----- Textauszug -----
Die benötigte Leistung aller deutschen Rechenzentren könnte 11-fach von den schwedischen Wasserkraftwerken unterbrechungsfrei versorgt werden.
(Bild: Hans Blomberg/Vattenfall)

Schon vor dem Sommer hatte die Regierung angekündigt, die Stromsteuer sowohl für Server-Farmen und Rechenzentren auf dasselbe Niveau zu senken, als auch für die schwedische Basisindustrie. Der Gesetzesentwurf wurde nun vom Parlament verabschiedet und das neue Gesetz tritt am 1. Januar 2017 in Kraft.

Die Stromkosten pro Kilowattstunde werden sich, abhängig von Standort und Stromabnahme, bei etwa 4 bis 6 Eurocent einpendeln, inklusive aller Stromsteuern, Umlagen und Abgaben. In den Großstädten gibt es schon heute Geschäftsmodelle bei denen Rechenzentrumsbetreiber ihre Abwärme an das Fernwärmenetz verkaufen können, um seine Energiekosten weiter zu reduzieren.

Drastische Kostensenkungen in Aussicht

Die Strompreise für Rechenzentren in Schweden werden damit die niedrigsten in der gesamten EU. Schon vor der Steuersenkung waren die Preise im Vergleich zu Deutschland niedrig. Jetzt aber wird die Stromsteuer für Rechenzentren um rund 97 Prozent auf umgerechnet rund 0,0005 Euro, oder 0,05 Eurocent pro Kilowattstunde, gesenkt.
----- Gespeicherte Daten -----
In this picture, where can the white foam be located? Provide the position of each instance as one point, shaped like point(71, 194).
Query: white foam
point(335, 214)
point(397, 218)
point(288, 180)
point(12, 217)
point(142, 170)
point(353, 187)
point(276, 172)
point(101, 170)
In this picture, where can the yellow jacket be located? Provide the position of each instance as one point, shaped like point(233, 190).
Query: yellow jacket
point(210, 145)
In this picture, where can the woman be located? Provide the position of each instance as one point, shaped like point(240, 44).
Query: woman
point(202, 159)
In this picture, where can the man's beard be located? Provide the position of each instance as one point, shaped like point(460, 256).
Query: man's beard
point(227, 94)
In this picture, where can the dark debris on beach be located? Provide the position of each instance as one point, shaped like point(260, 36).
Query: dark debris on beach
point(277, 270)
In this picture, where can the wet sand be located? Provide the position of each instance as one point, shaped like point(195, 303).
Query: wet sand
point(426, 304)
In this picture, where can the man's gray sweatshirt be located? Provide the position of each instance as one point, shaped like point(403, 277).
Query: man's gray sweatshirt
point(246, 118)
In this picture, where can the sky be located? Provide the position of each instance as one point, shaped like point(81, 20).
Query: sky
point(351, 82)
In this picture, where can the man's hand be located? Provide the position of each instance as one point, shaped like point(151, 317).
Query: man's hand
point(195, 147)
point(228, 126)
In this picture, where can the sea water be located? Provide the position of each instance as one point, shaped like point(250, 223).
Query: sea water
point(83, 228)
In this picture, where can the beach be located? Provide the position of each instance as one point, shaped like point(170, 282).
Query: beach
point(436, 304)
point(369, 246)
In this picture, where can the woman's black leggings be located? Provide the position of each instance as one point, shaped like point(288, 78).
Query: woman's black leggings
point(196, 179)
-----
**Aufgabenstellung**
Schreibe aus dem Textauszug zur schwedischen Stromsteuer alles von „Drastische Kostensenkungen in“ bis hinunter zu „pro Kilowattstunde, gesenkt.“ unverändert ab.

**Lösung**
Drastische Kostensenkungen in Aussicht

Die Strompreise für Rechenzentren in Schweden werden damit die niedrigsten in der gesamten EU. Schon vor der Steuersenkung waren die Preise im Vergleich zu Deutschland niedrig. Jetzt aber wird die Stromsteuer für Rechenzentren um rund 97 Prozent auf umgerechnet rund 0,0005 Euro, oder 0,05 Eurocent pro Kilowattstunde, gesenkt.